WHAT YOU HAVE TO DO
Return the lines of the data below exactly as they are, starting at the line that contains "Given the photograph above, your task is to detect the hungarian" and ending after the line that contains "39,0 -> 132,77".

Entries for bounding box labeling
—————
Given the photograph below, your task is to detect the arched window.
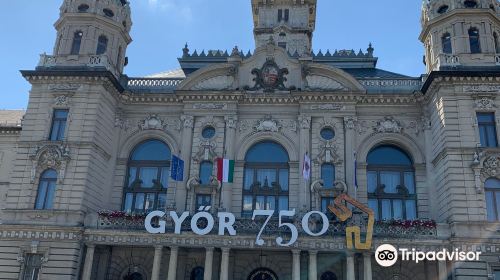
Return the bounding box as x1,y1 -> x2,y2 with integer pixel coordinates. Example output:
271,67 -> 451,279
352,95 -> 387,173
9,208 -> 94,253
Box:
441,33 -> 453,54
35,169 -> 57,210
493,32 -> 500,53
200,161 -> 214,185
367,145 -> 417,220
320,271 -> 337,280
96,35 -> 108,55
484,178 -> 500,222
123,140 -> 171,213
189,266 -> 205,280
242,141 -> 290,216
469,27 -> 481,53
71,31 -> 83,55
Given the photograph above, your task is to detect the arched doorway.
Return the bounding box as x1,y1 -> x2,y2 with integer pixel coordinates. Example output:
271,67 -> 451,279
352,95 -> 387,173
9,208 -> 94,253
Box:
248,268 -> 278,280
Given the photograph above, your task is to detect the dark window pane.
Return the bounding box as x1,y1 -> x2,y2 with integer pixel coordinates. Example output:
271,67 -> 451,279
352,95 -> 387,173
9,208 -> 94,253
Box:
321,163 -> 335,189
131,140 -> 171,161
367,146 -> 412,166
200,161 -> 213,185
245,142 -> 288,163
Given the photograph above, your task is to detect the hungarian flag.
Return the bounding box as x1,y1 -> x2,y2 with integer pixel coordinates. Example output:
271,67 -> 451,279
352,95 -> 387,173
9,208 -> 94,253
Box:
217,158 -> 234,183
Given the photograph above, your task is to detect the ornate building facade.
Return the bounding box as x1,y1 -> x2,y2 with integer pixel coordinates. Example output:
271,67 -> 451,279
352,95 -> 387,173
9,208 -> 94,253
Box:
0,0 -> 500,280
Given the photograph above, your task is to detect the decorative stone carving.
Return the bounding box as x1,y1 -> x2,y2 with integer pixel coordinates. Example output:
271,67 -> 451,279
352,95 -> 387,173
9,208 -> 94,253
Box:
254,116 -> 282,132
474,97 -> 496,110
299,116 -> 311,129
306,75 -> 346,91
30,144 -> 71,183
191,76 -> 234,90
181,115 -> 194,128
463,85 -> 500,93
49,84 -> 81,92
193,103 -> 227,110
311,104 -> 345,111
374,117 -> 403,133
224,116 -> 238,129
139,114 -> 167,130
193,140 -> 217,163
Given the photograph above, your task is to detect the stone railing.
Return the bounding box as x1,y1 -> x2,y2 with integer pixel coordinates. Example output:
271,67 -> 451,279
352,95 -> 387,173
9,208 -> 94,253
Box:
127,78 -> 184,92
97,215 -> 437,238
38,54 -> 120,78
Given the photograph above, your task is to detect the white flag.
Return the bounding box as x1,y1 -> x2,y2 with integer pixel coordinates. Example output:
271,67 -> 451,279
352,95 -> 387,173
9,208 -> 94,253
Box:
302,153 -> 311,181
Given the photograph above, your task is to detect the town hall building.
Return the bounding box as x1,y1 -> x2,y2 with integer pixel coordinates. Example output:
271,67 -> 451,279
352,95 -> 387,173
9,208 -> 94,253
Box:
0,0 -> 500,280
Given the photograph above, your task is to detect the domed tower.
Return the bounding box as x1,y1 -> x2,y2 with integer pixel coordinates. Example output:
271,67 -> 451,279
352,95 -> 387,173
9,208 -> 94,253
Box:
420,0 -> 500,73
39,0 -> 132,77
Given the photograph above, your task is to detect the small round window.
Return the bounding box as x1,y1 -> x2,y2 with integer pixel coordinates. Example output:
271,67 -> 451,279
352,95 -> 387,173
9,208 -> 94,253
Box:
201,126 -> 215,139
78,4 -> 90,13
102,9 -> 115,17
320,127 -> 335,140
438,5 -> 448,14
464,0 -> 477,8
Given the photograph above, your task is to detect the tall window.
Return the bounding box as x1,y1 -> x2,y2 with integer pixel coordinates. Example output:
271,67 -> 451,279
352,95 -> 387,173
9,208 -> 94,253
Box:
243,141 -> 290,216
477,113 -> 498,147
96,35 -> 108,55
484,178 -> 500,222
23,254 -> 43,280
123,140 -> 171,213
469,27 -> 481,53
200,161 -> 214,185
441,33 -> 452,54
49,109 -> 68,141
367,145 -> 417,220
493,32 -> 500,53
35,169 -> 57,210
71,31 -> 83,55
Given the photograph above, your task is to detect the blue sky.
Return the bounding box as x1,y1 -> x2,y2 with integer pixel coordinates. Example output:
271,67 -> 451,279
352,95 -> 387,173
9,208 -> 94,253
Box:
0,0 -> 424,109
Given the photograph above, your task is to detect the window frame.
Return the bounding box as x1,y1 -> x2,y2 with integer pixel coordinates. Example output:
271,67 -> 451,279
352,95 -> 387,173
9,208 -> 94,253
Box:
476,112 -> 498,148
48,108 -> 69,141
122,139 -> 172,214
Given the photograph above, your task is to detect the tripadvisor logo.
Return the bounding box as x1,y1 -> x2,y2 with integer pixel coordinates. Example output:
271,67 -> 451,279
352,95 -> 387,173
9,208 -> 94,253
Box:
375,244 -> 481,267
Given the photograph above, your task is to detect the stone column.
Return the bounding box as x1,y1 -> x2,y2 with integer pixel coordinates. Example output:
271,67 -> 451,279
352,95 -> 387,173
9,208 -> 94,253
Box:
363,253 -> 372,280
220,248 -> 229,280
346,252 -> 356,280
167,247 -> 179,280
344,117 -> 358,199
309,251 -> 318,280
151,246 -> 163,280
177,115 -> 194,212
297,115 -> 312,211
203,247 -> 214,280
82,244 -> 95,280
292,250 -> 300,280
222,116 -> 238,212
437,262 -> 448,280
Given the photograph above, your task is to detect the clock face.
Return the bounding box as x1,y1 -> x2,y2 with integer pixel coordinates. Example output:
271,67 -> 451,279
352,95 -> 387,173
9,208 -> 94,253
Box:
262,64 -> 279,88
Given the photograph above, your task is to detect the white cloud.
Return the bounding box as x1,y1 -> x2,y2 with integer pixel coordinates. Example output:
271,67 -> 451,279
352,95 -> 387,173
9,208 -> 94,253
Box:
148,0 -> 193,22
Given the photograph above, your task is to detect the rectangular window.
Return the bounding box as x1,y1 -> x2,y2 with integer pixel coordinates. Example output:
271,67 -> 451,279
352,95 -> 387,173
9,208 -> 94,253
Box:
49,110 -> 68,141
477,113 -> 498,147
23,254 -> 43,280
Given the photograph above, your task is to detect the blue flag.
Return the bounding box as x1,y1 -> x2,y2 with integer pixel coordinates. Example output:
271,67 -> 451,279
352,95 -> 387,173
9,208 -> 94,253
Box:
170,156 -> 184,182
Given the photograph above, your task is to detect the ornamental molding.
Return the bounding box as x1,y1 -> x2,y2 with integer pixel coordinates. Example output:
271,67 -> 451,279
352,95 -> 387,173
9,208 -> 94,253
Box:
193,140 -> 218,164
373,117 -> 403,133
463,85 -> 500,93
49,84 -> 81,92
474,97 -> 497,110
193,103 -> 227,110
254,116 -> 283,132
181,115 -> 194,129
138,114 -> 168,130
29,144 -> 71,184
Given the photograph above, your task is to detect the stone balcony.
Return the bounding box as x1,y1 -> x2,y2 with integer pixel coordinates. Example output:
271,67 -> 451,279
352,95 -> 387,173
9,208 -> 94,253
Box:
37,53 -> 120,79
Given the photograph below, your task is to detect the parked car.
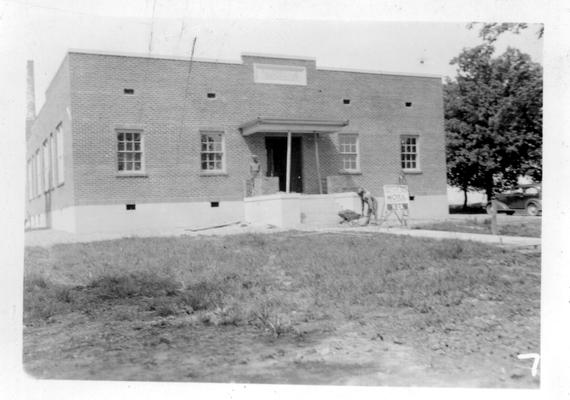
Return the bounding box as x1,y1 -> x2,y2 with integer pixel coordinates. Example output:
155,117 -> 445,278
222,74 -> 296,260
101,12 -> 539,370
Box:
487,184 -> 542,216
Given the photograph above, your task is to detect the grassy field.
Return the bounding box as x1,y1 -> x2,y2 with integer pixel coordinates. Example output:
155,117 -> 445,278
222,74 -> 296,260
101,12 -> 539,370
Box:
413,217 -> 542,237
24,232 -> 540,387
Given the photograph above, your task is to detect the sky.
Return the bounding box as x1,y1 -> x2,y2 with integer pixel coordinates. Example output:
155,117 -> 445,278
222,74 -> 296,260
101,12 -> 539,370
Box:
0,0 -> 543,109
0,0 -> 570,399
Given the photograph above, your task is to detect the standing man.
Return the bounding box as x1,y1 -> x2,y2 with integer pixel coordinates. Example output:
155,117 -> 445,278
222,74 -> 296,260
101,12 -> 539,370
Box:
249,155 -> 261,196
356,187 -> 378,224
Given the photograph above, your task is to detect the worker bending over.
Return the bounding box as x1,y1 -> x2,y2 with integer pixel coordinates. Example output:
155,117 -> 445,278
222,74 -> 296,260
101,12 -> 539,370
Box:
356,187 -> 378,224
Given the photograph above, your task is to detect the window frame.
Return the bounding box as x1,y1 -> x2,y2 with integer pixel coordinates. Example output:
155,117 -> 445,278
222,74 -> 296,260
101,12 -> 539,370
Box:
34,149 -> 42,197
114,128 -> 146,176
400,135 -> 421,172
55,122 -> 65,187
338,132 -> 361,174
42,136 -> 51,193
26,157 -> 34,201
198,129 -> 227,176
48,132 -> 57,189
—————
THE SOLUTION
Given the photograph above, your task is to detect the hungarian flag.
Return the bounding box as x1,y1 -> x2,y2 with integer pixel coordinates. Example output:
271,67 -> 451,279
352,95 -> 387,173
9,208 -> 94,253
Box:
217,158 -> 234,183
Given the photograph above, your task is to detect the ornate building facade.
Return the bounding box as x1,y1 -> x2,y2 with integer pixel coordinates. Example output:
271,67 -> 451,279
352,95 -> 387,173
9,208 -> 94,253
Box:
0,0 -> 500,280
Given the photograph above, your task is to detect the decorative stone carving.
Return the bounding box as x1,y1 -> x2,y2 with integer pixel coordinates. Example output:
271,67 -> 451,279
352,95 -> 387,173
9,208 -> 94,253
Box:
254,116 -> 282,132
474,97 -> 496,110
299,116 -> 311,129
306,75 -> 346,91
30,144 -> 71,183
191,76 -> 234,90
181,115 -> 194,128
463,85 -> 500,93
49,84 -> 81,92
193,103 -> 227,110
311,104 -> 345,111
374,117 -> 403,133
224,116 -> 238,129
139,114 -> 167,130
193,140 -> 217,163
Given the photograph above, your task is to detect the stone railing.
Return the bounding box as x1,y1 -> x2,y2 with integer pixel coordinates. Example output:
271,67 -> 451,279
352,95 -> 387,173
9,208 -> 94,253
Box:
127,78 -> 184,92
97,215 -> 437,238
38,54 -> 120,78
Given the photograph above, your task is to detect the white flag.
Return the bounding box as x1,y1 -> x2,y2 with integer pixel coordinates. Example output:
271,67 -> 451,279
352,95 -> 387,173
9,208 -> 94,253
Box:
302,153 -> 311,181
Given the photograph above, your task is to detect the town hall building.
Return the bounding box as x1,y1 -> x2,y2 with integer pixel coordinates. Example output:
271,67 -> 451,279
352,95 -> 387,173
9,208 -> 94,253
Box:
0,0 -> 500,280
Given the photograph above, your task is to detect the domed tower.
Return the bounding box as x1,y1 -> x2,y2 with integer pixel coordinates. Example output:
271,67 -> 451,279
352,95 -> 387,173
9,208 -> 94,253
Box:
420,0 -> 500,73
39,0 -> 132,77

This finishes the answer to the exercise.